Repeat the entries below exactly. Begin with the first line and end with the line that contains "539L90 526L0 523V587L74".

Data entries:
== == ==
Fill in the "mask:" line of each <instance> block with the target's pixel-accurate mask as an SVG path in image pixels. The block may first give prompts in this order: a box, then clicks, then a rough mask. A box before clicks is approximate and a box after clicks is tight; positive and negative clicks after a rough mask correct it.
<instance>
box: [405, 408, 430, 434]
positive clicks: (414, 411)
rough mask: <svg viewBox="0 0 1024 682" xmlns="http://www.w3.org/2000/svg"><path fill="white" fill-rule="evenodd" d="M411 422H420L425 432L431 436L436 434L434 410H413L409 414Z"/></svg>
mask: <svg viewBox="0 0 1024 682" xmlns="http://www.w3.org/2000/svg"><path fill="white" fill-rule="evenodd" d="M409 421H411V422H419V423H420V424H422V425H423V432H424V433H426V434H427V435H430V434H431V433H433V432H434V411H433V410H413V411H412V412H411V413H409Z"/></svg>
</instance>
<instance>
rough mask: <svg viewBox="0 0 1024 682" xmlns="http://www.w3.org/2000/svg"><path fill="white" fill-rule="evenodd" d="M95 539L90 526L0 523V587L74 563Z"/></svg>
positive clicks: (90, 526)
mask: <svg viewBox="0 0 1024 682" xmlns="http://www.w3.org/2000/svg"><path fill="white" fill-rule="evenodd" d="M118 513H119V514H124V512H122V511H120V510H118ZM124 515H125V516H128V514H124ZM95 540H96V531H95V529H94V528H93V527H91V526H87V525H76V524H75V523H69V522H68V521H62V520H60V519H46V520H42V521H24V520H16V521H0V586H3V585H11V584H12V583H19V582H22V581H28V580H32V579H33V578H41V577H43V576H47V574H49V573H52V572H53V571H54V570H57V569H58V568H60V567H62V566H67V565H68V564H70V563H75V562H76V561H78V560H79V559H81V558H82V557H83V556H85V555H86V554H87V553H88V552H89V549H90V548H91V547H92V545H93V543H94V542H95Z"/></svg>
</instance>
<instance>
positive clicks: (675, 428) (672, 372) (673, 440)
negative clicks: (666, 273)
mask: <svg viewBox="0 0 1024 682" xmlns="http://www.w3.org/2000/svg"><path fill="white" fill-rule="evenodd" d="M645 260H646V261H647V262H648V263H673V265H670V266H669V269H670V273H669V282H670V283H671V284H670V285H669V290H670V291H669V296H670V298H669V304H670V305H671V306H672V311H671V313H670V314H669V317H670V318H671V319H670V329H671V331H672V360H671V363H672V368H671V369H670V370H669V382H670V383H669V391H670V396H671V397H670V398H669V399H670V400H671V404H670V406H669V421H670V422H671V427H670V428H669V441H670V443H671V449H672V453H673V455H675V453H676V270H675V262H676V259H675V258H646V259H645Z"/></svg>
== == ==
Solution:
Fill in the "mask:" line of each <instance> block with the target's pixel-accurate mask as an SVG path in image pixels. The block may first give prompts in this order: a box, then clicks, then a rough mask. A box before clicks is approximate and a box after clicks is tight; positive and negative clicks after a rough mask correct it.
<instance>
box: [405, 408, 430, 434]
positive clicks: (414, 411)
rough mask: <svg viewBox="0 0 1024 682" xmlns="http://www.w3.org/2000/svg"><path fill="white" fill-rule="evenodd" d="M411 422H420L425 432L431 436L436 434L434 410H413L409 414Z"/></svg>
mask: <svg viewBox="0 0 1024 682" xmlns="http://www.w3.org/2000/svg"><path fill="white" fill-rule="evenodd" d="M409 421H411V422H419V423H420V424H422V425H423V432H424V433H426V434H427V435H430V434H431V433H433V432H434V411H433V410H413V411H412V412H411V413H409Z"/></svg>
</instance>
<instance>
rough mask: <svg viewBox="0 0 1024 682" xmlns="http://www.w3.org/2000/svg"><path fill="white" fill-rule="evenodd" d="M95 539L90 526L0 523V587L74 563Z"/></svg>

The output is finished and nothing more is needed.